The American approach to peacemaking between Israelis and Palestinians has tended to prioritize different concerns for either side. For the Israelis, the focus is usually on security, for the Palestinians, sovereignty. But a recent episode in the West Bank highlights the need for greater attention to Palestinian security needs in the context of continuing Israeli occupation.
On January 7, a group of Israeli settlers from the outpost of Esh Kodesh approached the nearby village of Qusra, allegedly for the purpose of carrying out a "price tag" attack. "Price tag" is the term for acts of settler vandalism and violence against Palestinian persons and property carried out specifically in response to Israeli government acts against settlement expansion, with the goal being to raise the political price of moving against settlements. (In this case, the offending action was the Israeli army's destruction of an agricultural plot near the Esh Kodesh outpost.)
According to an eyewitness report, the settlers began attacking Palestinian villagers and attempting to uproot olive trees in the fields lying between their village and the settlement. A smaller group of settlers proceeded into the village, where they fought with villagers, and were chased and cornered in the upper floor of an unfinished house. Local elders prevented further violence until the Israeli army arrived to take the settlers away.
As was noted afterward by Israeli journalist Yossi Gurvitz, the Israeli army admitted seeing the settlers approaching Qusra, but did nothing to stop them.
On January 15, settlers took revenge for the thwarted attack in Qusra, setting fire to the entrance of a mosque in the village of Deir Istiya and writing "Arabs out" and "Revenge for blood spilled in Qusra" in Hebrew on its walls.
Far from rare, such attacks have become a regular feature of life for Palestinians in the West Bank. A new United Nations report notes that the rate of settler attacks has quadrupled in the last several years.
But the phenomenon of unchecked settler violence is only one particularly egregious aspect of the occupation, which inflicts regular acts of violence on its Palestinian subjects as a matter of course, from the checkpoints and closures that keep Palestinian communities separated from each other, making normal economic or social life all but impossible, to more serious abuses such as those against children in Israeli detention.
Stories are regularly filed out of the West Bank warning of a simmering intifada, but most spend little if any time detailing the daily hardships that might fuel such an uprising. And even though there's virtual unanimity among Israeli commentators and experts that the Palestinian Authority has met and exceeded its security commitments-"This is the best security cooperation we've had in years," retired Brigadier General Shlomo Brom said in October – the perception, particularly in the American media, is that it's always Israelis who require security from Palestinians, not the other way around.
"There is an assumption in Washington that security is solely for Israel and economic development is for Palestinians. This kind of thinking is wrong," says Husam Zomlot, a senior Fatah official. "[Palestinians] are the ones who are occupied, who need security the most. Not only in terms of sovereignty, but also because of the history of their rights being infringed and violated constantly. There is a grave need for a sense of collective security."
"The problem isn't that the U.S. focus on Israeli security needs comes at the expense of Palestinian security," says Khaled Elgindy, an analyst at the Brookings Institution. "For the U.S., Israeli security has always been paramount, and in any case, I don't view Israeli and Palestinian security as mutually exclusive but rather as complementary. The problem is that the U.S., as a rule, places far more emphasis on Israeli needs and demands than it does on Palestinian needs or even rights."

[Records from a point-labeling set]
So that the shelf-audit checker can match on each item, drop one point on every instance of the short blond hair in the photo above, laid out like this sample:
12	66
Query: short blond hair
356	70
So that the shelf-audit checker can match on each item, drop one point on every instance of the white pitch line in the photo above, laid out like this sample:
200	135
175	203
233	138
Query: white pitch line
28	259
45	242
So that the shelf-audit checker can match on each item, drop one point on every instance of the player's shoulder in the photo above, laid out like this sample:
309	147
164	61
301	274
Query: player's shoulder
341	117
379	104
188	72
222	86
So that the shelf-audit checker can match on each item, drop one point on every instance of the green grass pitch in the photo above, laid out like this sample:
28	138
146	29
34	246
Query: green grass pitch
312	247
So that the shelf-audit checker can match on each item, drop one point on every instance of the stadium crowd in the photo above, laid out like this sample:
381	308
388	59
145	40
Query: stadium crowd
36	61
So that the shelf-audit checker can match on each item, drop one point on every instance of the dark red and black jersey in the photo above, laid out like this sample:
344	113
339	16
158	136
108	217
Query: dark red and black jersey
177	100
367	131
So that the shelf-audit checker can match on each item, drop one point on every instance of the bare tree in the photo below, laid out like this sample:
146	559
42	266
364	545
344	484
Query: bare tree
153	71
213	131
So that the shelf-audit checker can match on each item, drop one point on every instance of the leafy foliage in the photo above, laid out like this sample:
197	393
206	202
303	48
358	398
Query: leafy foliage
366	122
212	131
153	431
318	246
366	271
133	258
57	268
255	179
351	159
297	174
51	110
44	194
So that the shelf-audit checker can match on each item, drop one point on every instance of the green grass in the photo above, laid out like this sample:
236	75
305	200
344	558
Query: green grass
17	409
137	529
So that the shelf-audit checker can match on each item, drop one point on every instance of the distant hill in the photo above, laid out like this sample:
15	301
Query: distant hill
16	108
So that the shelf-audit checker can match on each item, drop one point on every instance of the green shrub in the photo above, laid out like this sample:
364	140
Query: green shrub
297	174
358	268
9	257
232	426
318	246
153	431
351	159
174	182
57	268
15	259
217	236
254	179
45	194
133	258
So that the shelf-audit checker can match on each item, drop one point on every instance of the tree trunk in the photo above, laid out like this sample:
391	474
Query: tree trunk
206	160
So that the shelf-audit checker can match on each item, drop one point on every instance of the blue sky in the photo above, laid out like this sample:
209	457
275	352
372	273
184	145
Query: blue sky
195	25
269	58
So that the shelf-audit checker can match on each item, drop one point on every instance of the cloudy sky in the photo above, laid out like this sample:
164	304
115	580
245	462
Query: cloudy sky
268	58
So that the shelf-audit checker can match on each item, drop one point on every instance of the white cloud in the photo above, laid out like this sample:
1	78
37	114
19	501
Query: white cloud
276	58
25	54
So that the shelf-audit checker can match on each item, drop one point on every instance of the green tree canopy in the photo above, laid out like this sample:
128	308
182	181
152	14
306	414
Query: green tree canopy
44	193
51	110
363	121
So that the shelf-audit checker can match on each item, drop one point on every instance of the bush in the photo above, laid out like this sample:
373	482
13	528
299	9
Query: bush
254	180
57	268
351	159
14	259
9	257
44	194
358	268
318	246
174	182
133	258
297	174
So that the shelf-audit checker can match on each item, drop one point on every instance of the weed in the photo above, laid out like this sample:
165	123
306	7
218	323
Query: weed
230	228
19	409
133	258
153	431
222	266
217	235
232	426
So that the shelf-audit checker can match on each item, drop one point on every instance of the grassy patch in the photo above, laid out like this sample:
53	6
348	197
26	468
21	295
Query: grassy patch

> To-do list
1. Translate this sentence from the article into Spanish: "Far from rare, such attacks have become a regular feature of life for Palestinians in the West Bank."
2. In the entries, rewrite the stretch from the line containing "of the grassy" through the end of the entries, replacing "grassy patch" with "lawn area" and leaving everything else unchanged.

> Task solutions
1. Lejos de ser infrecuentes, tales ataques se han convertido en un rasgo habitual de la vida de los palestinos en Cisjordania.

2.
So that the shelf-audit checker can match on each item, drop one point on every instance of the lawn area in the photo above, laid out like this sample:
53	6
348	197
26	468
21	295
Query: lawn area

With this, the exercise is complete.